Write out every one of the rows below word for word, with no change to any character.
--- Data rows ---
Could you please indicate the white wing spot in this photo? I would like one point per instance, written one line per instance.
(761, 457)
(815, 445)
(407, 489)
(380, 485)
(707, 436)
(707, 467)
---
→ **Written answer**
Could you please indicate the white wing spot in this photo? I would like one point per instance, written one line per instance.
(761, 457)
(815, 445)
(407, 489)
(380, 485)
(707, 436)
(707, 467)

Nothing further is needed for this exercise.